• [The task]
Can you echo back the lines below word for word, leaving out the pictures?

[Data pulled from a collection]
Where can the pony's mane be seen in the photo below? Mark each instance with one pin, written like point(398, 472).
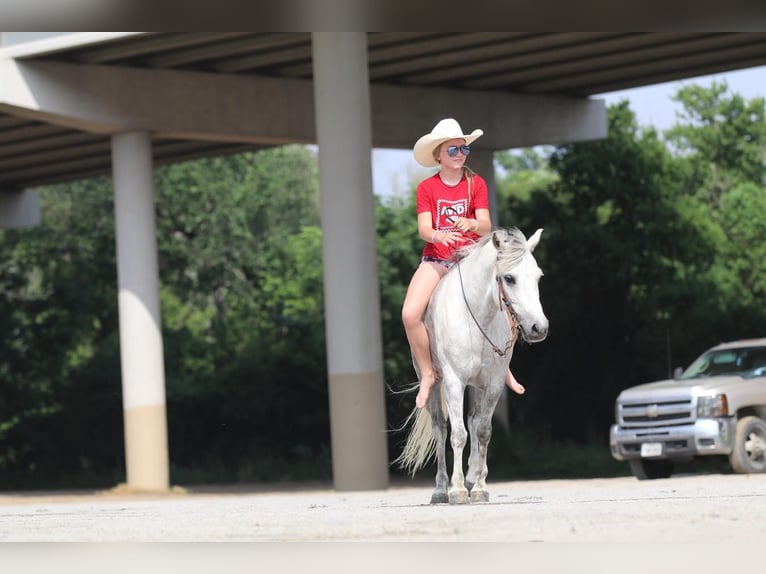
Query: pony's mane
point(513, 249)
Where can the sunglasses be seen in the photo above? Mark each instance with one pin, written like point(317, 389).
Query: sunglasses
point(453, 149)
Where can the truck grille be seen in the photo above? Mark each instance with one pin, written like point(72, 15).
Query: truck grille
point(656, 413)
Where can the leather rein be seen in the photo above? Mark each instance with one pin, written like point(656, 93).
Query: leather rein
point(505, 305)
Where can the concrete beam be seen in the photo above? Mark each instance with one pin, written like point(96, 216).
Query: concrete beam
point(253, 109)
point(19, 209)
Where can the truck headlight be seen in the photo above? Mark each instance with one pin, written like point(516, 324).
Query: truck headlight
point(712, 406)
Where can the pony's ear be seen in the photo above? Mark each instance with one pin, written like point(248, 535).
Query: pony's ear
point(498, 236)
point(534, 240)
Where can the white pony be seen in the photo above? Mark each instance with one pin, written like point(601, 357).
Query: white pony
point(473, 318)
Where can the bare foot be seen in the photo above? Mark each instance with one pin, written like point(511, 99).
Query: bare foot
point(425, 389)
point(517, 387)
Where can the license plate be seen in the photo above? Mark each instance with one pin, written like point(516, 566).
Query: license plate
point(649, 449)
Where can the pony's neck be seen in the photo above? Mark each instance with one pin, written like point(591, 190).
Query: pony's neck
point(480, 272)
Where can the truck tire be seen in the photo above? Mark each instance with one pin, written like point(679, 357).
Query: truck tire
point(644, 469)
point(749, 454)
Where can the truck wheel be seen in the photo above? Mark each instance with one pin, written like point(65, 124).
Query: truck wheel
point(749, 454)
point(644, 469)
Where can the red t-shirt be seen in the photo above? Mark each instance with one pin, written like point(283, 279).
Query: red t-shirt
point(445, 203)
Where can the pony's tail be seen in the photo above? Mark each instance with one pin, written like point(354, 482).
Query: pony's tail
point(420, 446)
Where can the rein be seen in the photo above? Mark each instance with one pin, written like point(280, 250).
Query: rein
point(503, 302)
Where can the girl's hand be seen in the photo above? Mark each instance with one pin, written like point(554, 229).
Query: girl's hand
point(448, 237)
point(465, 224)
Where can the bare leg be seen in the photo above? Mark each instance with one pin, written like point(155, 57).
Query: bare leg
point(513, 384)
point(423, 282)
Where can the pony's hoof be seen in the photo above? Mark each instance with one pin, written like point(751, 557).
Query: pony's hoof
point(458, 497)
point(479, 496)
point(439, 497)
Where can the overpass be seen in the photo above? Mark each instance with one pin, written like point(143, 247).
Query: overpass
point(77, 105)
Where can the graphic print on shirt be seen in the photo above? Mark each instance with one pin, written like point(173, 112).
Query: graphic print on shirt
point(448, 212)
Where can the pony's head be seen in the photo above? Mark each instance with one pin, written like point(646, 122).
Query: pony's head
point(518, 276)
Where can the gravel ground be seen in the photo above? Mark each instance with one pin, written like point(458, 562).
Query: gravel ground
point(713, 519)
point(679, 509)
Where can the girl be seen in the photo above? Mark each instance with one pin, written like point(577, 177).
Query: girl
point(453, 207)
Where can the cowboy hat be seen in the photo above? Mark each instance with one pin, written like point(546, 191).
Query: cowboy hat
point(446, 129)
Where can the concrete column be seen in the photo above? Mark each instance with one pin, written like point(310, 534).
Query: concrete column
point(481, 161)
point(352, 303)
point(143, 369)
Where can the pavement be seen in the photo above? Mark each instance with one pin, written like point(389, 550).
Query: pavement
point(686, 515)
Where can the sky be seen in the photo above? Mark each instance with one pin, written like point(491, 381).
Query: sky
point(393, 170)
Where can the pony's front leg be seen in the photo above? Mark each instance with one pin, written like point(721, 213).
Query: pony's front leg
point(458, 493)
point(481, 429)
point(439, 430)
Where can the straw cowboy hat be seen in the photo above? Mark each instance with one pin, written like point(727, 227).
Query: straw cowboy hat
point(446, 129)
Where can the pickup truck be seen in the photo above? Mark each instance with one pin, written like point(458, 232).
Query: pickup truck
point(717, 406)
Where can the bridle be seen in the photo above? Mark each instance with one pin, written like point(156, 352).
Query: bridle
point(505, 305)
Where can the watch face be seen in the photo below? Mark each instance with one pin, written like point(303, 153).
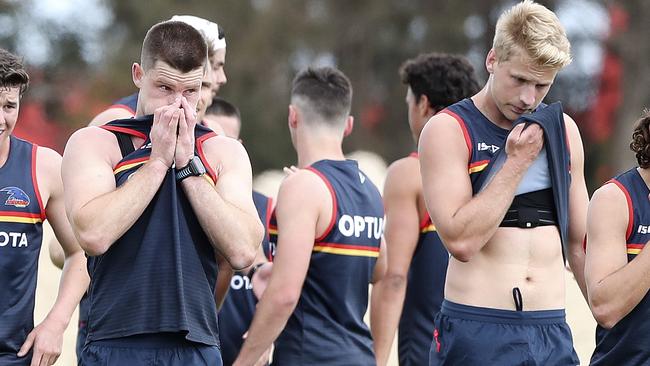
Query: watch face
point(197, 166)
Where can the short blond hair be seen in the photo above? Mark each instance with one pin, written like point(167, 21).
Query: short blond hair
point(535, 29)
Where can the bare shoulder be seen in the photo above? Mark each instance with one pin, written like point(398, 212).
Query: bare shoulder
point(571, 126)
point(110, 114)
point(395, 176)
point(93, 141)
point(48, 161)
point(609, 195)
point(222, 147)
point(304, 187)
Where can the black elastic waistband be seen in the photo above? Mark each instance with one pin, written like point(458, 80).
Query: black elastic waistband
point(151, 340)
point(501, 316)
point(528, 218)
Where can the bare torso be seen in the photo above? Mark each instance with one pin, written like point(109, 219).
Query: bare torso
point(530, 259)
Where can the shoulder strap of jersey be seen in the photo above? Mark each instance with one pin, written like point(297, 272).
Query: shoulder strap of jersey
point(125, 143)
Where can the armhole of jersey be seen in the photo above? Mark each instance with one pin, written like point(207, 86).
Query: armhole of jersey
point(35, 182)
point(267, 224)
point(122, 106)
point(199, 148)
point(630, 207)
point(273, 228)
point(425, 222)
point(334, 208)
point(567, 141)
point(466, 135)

• [Response to the exercise]
Where can the pony's mane be seen in the photo below? Mark each instance with one pin, written like point(398, 472).
Query: pony's mane
point(513, 249)
Where can the sunglasses be seen in the photo above? Mark each instance with one pin, written like point(317, 389).
Query: sunglasses
point(453, 149)
Where can the truck grille be seen in the photo above? Mark each instance with one pin, written like point(72, 15).
Query: truck grille
point(656, 413)
Where can the leather rein be seen in the photo above? Mark each instance with one pin, written like point(656, 93).
Query: leather rein
point(505, 305)
Where can the concrete beam be seen in the photo above? Mark each instance with one pin, written like point(96, 216).
Query: concrete beam
point(253, 109)
point(19, 209)
Where can the truck headlight be seen in the photo above? Mark each instance with one pin, written like point(516, 324).
Query: truck headlight
point(712, 406)
Where can the pony's ear be seen in the photo above? Mark each instance with one pin, written like point(248, 535).
Query: pony's ear
point(498, 236)
point(534, 240)
Where can the white pony be seen in the photo above? Mark each instance with one pin, written like point(601, 357).
Query: white pony
point(473, 318)
Where can the bare foot be seen in the photo above? Mark each instance with one pin, written like point(511, 99).
Query: bare foot
point(425, 389)
point(517, 387)
Where can the license plate be seen in the photo above? Mark each instance with one pin, written like point(516, 566).
Query: license plate
point(649, 449)
Where can the pony's neck be seen in the photo above? Mark each instance with one pin, written like point(591, 190).
Query: pony's neck
point(480, 272)
Where can the truck tire be seen in the photo above? Mark each instance with one pin, written like point(679, 357).
Query: truck tire
point(644, 469)
point(749, 454)
Where can the truck wheel be seen in the photo above? Mark each instance with one pin, written like point(65, 124).
Query: truck wheel
point(749, 454)
point(644, 469)
Where can the red t-shirt be seen in the photo above? Mark each instance with one pin, written like point(283, 279).
Query: red t-shirt
point(445, 203)
Where can the pony's tail be seen in the photo above? Mark each instance with one pin, written like point(354, 482).
Query: pony's tail
point(420, 446)
Where can the rein be seen in the photo above? Mark each instance with one pin, written like point(280, 250).
Query: rein
point(503, 302)
Where can the girl's hand be seen in the photo above? Mark each instance with one pin, written like point(554, 229).
Query: girl's hand
point(448, 237)
point(465, 224)
Where can the bare leg be seen in the photo above? Mark each instance with one pin, written like point(155, 57).
Query: bare leg
point(513, 384)
point(423, 282)
Where can the pony's hoof be seen in the photo above? Mark each instance with one pin, written like point(751, 557).
Query: pony's hoof
point(458, 497)
point(479, 496)
point(439, 497)
Where can the overpass be seen in the photo above? Mark each instance with one pin, written like point(143, 247).
Query: overpass
point(77, 105)
Where can the graphic print on shirt be seen in the photo above? Mark each instance with one pin, written like point(173, 112).
Query: graphic print on shirt
point(448, 212)
Where can the pony's head be seen in the photo above? Mark each instance with one pin, written like point(646, 122).
Query: pony's head
point(518, 276)
Where can the gravel ground be seen in the photo above? Mark each instance with one pin, written like point(458, 562).
Query: gravel ground
point(713, 519)
point(679, 509)
Where can the girl be seen in the photo above? Mark each instance with one pin, written like point(577, 177).
Query: girl
point(453, 207)
Where can the cowboy hat be seen in the photo above? Mark each instance with one pin, written like point(546, 191).
Query: cowboy hat
point(446, 129)
Where can the concrete column be seen in the photo above? Mark each instance with one pin, written like point(310, 534).
Query: concrete column
point(481, 161)
point(352, 303)
point(143, 369)
Where can the pavement be seen in the photo above? Mark each instance with one pin, written like point(389, 550).
Query: pavement
point(686, 515)
Where can the sky be seen in the photo above? Mark each instance with one pin, written like point(491, 381).
Query: sky
point(393, 170)
Where can the pony's front leg be seen in the photo above? Mark each instance with one pin, written like point(721, 213).
Query: pony's front leg
point(458, 493)
point(481, 429)
point(439, 430)
Where can the straw cowboy hat be seen in the photo above? Mark each instance with one pin, written like point(727, 227).
Query: straw cowboy hat
point(446, 129)
Where can the pickup truck be seen in the photo above? Mark each instance with one pin, written like point(458, 232).
Query: pickup truck
point(717, 406)
Where can the bridle be seen in the photo above? Mark each instance with one pin, written like point(156, 352).
Query: bridle
point(505, 305)
Where can the watch face be seen in the photo below? Mark each instance with one pin, written like point(303, 153).
Query: watch face
point(197, 166)
Where can the short blond hair be seen in the photo above? Mark each instance with one pin, written like point(167, 21).
Query: short blond hair
point(535, 29)
Where can the bare shoulder be seen in the photo above? Mark each instance with one pin, written like point(398, 212).
Query: bare shoulder
point(571, 126)
point(110, 114)
point(395, 176)
point(93, 141)
point(48, 161)
point(609, 195)
point(222, 147)
point(304, 187)
Where can the black elastic waistband be seen in the photo above? Mark each instance with one pin, written like point(458, 80).
Query: black elastic waistband
point(151, 340)
point(501, 316)
point(528, 218)
Where can the bare torso be seen in the photo above? Mark each instance with one pin, written like point(109, 219).
Query: bare torso
point(530, 259)
Where can the shoulder strap of jersey be seen in the photo above? Mark each instance with one pin, written like point(297, 272).
Query: shoulder strap of jersey
point(125, 143)
Where can the armhole of jersey be seen in the photo above? Mark each instance with one pin, written like point(207, 86).
Query: armhole of jersey
point(35, 182)
point(267, 224)
point(122, 106)
point(199, 148)
point(630, 207)
point(273, 228)
point(425, 222)
point(334, 208)
point(567, 141)
point(466, 135)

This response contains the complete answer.